### Text segment
__________________________________________________

It is easy to understand this when we ourselves have been wronged. Forgiving an old offense absent due apology and atonement is difficult precisely because the evil has not changed with time. But we are apt to forget this indelibility when it is convenient, when it serves us or our own.

That selfish lethe is on display now in the sexual assault allegation scandal surrounding Supreme Court nominee Brett Kavanaugh. Though I find her story credible, I don't know definitively whether Kavanaugh tried to rape Christine Blasey Ford when they were both teenagers at a house party in the 1980s, and I have no intention of trying to settle that perhaps insoluble debate. (Kavanaugh categorically denies the allegations.)

My interest here is in Kavanaugh's defenders, particularly in the way many conservatives and Christians — I count myself among the latter, though no longer the former — have sought to preserve his path to our country's highest court. Some have simply argued that Ford's story is false or misremembered. Others have taken a fallback position in which two claims have dominated. Kavanaugh didn't do it, they say, but if he'd done it, this sexual assault would not be disqualifying because, one, it happened many years ago and, two, teenage boys are universally terrible creatures possessed of unformed brains and malformed morals.

__________________________________________________

### Dataset records

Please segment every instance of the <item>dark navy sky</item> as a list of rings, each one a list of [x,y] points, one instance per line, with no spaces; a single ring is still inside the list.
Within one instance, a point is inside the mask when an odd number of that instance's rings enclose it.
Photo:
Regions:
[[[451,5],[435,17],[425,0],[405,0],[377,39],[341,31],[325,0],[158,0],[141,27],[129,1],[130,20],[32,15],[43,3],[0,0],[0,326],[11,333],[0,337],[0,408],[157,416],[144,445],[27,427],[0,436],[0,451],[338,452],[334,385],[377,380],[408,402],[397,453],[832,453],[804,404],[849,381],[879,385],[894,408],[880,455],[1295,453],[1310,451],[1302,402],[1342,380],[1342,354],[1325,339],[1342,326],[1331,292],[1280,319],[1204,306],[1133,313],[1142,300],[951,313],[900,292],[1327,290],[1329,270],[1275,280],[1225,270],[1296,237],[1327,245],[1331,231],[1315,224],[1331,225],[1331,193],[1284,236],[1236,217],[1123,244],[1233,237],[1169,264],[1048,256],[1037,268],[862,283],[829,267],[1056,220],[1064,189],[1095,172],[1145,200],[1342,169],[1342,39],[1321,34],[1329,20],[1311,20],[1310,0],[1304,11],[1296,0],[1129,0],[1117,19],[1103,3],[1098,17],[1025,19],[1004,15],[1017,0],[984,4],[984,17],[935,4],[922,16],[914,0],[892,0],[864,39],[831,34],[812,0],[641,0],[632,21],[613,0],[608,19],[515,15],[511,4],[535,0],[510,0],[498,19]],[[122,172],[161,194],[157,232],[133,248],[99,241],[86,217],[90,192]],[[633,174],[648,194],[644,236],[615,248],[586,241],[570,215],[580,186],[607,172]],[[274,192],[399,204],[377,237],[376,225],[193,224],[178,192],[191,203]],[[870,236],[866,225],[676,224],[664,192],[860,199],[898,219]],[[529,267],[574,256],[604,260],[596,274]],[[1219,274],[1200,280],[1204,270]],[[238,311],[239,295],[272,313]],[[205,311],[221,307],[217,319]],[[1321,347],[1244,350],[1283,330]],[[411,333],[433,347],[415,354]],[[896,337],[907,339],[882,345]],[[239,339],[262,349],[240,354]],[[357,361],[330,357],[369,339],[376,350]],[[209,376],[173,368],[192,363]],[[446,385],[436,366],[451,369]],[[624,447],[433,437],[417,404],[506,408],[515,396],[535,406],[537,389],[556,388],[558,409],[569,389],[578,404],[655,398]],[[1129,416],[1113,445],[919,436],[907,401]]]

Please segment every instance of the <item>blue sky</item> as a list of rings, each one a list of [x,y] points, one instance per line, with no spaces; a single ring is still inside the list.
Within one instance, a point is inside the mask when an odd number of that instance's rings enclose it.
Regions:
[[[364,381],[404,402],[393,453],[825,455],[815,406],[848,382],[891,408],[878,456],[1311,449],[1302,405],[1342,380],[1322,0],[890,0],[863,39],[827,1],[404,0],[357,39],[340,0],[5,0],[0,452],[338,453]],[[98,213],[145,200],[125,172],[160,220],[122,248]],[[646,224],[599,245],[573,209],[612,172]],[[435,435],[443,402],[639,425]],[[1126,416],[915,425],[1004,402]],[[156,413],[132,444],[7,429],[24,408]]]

__________________________________________________

### Exercise requirements
[1] Print the Kavanaugh passage from "My interest here" to "and malformed morals.", copying every word without change.
[2] Copy each row that contains the word "still", treating uppercase and lowercase as different.

### Outputs by task
[1]
My interest here is in Kavanaugh's defenders, particularly in the way many conservatives and Christians — I count myself among the latter, though no longer the former — have sought to preserve his path to our country's highest court. Some have simply argued that Ford's story is false or misremembered. Others have taken a fallback position in which two claims have dominated. Kavanaugh didn't do it, they say, but if he'd done it, this sexual assault would not be disqualifying because, one, it happened many years ago and, two, teenage boys are universally terrible creatures possessed of unformed brains and malformed morals.

[2]
Please segment every instance of the <item>dark navy sky</item> as a list of rings, each one a list of [x,y] points, one instance per line, with no spaces; a single ring is still inside the list.
Please segment every instance of the <item>blue sky</item> as a list of rings, each one a list of [x,y] points, one instance per line, with no spaces; a single ring is still inside the list.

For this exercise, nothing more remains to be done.